Written instruction 1: Return each line of the entries below that contains the word "hair".

TLW comments on A comment on Ajeya Cotra’s draft report on AI timelines

TLW 24 Feb 2022 5:39 UTC
9 points
One other issue with extrapolating exponential compute trends (Moore’s Law, FLOP/$, etc): there’s a second law that many people don’t really know about. (Sometimes called Moore’s Second Law, sometimes called Rock’s Law.)
For some of these it’s entirely plausible that in fact much of our current trend is an artifact of us throwing a higher and higher percentage of our total economy at the problem, and sooner or later we’ll hit a rock wall.
The cost of a fab doubles every 4 years or so^[1]. The world economy, on the other hand, takes more than 4 years to double in size. Call it every ~25^[2] years.
TSMC’s fab 18 cost 17 billion and started operation in 2020. 2020 world GDP was ~85 trillion.
Crossover point is at ~2080, where we’d be spending the total world GDP on fabs^[3]. Beyond that the extrapolation would indicate that we’d be spending more than our total world GDP on fabs, which is nonsense.
Anything that uses an exponential compute trend for long-term extrapolations needs to justify why they think that e.g. Moore’s law holds but, under the same set of assumptions, Rock’s law doesn’t.
In order to retain a stable % of the overall economy being dedicated to building semiconductor fabs, we’d need to slow down by a factor of 6 or so. If it turns out that trend of a 3.5 year doubling time for FLOPs/$ was fab-driven, for instance, suddenly that doubling time becomes more like twenty years^[4].
1. ^
  You’ll see arguments for and against this number. E.g. https://www.mckinsey.com/~/media/McKinsey/Industries/Semiconductors/Our%20Insights/McKinsey%20on%20Semiconductors%20Issue%205%20-%20Winter%202015/McKinsey%20on%20Semiconductors%20Winter%202015.ashx showed 13% per year (~5.5y doubling time) from 2001-2014 (page 33).
2. ^
  https://www.oecd.org/economy/lookingto2060long-termglobalgrowthprospects.htm says ~3%/year out to 2060, and rule of 72 gives ~24 years doubling time.
3. ^
  Crossover point is likely well before then—we can’t put anywhere near 100% of world GDP into making fabs—but this is a decent upper bound.
4. ^
  And even then this assumes that our economy can also continue exponentially rising indefinitely, which is substantially less plausible for the next 240 years than it is for the next 40 years.
What links here?
- Convince me that humanity *isn’t* doomed by AGI by Yitz (15 Apr 2022 17:26 UTC; 60 points)
- TLW's comment on AI Performance on Human Tasks by Asher Ellis (4 Mar 2022 1:47 UTC; 3 points)

Available records:
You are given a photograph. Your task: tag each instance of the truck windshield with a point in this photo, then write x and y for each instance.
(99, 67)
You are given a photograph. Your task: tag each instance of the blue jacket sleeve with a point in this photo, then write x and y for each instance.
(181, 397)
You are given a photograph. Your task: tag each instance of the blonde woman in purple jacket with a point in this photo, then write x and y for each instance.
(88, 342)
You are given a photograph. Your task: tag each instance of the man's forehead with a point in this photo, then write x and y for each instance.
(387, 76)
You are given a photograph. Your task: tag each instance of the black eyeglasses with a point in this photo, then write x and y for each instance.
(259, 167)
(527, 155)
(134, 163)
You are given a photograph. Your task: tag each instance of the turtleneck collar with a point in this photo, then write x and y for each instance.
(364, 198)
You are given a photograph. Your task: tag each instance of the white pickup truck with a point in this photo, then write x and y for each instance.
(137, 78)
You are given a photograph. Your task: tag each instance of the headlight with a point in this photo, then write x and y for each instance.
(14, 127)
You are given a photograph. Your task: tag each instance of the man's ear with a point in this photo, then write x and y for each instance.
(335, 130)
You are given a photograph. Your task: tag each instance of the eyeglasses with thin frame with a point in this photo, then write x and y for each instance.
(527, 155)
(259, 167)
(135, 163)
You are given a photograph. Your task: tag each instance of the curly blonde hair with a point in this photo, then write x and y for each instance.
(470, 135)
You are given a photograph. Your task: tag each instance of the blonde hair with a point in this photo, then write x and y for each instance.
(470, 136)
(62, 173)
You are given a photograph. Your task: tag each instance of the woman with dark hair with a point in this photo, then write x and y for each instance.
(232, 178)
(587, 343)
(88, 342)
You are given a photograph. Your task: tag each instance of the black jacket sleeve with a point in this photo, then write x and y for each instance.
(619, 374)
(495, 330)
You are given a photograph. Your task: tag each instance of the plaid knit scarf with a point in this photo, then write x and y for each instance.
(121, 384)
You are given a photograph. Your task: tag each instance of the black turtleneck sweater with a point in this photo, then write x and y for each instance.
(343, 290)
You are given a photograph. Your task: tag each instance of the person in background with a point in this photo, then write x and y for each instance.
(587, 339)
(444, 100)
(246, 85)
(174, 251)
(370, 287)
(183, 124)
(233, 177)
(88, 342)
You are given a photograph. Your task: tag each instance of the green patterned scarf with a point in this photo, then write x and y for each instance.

Written instruction 2: Continue the forum comment on fab costs and Rock's Law from its last line.

Exercise response 1:
You are given a photograph. Your task: tag each instance of the curly blonde hair with a point in this photo, then write x and y for each instance.
You are given a photograph. Your task: tag each instance of the blonde hair with a point in this photo, then write x and y for each instance.
You are given a photograph. Your task: tag each instance of the woman with dark hair with a point in this photo, then write x and y for each instance.

Exercise response 2:
- Hoagy 24 Feb 2022 14:17 UTC
  2 points
  Parent
  One response to this is that although the cost of state-of-the-art fabs has gone up exponentially, the productivity of those fabs has gone up exponentially alongside them, meaning that the cost per chip has stayed quite consistent.
  One could imagine that this is the ideal tradeoff to make, when the cost of capital is feasible, but that there may be some trade-off towards lower cost, lower productivity fabs that are possible once the capital expenditure to continue Rock’s law becomes unsustainable.
  Now, for companies investing in new fabs, it would surely be preferably to have multiple smaller and cheaper fabs, so we can conclude that this tradeoff would not be competitive with the theoretical $T fabs. On this model we would see continued robust growth in transistor densities but not a continuation of Moore’s law at current pace
  There’s some interesting detail on the subject in these lectures (in fact I recommend all of them—the details of the manufacturing process are incredibly interesting):
  - TLW 25 Feb 2022 0:48 UTC
    2 points
    Parent
    One could imagine that this is the ideal tradeoff to make, when the cost of capital is feasible, but that there may be some trade-off towards lower cost, lower productivity fabs that are possible once the capital expenditure to continue Rock’s law becomes unsustainable.
    Economies of scale are a massive effect for a fab. Fabs already target the max productivity/cost point^[1]. Trading off lower productivity for lower cost is often doable—but the productivity/cost gets substantially worse.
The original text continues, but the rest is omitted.